┌──

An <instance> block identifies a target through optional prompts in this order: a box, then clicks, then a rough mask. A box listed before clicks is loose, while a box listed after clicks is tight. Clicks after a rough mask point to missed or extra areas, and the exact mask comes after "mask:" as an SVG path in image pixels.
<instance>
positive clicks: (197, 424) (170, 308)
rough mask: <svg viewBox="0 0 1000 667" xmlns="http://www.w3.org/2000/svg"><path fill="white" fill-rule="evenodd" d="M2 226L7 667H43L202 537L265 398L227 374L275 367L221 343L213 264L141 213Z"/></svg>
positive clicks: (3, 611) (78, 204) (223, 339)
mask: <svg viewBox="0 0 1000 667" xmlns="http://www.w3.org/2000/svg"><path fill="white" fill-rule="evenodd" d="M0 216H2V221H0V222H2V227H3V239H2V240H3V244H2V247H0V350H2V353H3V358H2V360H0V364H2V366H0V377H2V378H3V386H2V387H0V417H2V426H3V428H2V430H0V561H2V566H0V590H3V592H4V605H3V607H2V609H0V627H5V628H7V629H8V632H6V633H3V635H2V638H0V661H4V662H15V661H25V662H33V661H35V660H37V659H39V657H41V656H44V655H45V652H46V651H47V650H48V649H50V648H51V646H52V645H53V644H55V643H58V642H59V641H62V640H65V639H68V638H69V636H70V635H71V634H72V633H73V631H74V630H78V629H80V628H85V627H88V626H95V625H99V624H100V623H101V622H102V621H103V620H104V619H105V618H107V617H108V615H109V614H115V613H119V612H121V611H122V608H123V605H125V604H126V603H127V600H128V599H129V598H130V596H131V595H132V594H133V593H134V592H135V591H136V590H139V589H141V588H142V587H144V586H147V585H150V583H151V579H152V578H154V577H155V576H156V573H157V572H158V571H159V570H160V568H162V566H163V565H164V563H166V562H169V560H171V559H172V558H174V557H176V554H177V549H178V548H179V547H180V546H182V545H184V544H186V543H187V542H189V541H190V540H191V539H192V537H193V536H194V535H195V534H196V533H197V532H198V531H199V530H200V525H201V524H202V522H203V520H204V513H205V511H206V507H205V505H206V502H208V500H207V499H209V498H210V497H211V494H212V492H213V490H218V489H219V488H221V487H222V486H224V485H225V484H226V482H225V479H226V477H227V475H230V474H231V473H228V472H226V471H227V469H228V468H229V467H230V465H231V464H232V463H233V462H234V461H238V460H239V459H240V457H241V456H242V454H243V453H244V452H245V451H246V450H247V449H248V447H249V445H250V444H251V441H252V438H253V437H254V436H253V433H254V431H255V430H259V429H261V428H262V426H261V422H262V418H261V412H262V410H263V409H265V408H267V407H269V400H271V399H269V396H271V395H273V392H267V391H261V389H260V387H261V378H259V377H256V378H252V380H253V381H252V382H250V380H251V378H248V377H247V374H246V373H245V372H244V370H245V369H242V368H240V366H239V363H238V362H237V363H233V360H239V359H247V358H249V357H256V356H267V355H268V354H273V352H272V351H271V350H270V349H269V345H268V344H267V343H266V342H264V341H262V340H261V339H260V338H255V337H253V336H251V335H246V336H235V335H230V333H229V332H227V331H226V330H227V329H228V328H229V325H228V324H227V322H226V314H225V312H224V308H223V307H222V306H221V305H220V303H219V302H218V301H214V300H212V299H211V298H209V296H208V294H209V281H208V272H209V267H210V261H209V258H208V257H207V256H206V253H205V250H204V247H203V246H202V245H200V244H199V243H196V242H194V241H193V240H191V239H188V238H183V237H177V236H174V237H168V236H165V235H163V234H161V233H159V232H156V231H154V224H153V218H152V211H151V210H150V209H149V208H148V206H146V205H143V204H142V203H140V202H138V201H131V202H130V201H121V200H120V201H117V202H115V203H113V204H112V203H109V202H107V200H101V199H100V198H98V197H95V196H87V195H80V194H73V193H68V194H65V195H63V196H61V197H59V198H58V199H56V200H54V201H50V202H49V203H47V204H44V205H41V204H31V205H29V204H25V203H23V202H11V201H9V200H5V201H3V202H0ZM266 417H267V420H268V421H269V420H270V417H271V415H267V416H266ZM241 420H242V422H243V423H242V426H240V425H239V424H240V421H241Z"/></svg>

└──

WORK TO BE COMPLETED: For this task, write out exactly the lines of the entries above, starting at the line with "positive clicks: (197, 424) (170, 308)" and ending at the line with "rough mask: <svg", both included, and no others.

ANSWER SPACE:
positive clicks: (197, 424) (170, 308)
rough mask: <svg viewBox="0 0 1000 667" xmlns="http://www.w3.org/2000/svg"><path fill="white" fill-rule="evenodd" d="M2 226L7 667H43L202 537L265 398L227 374L275 367L221 343L213 264L141 213Z"/></svg>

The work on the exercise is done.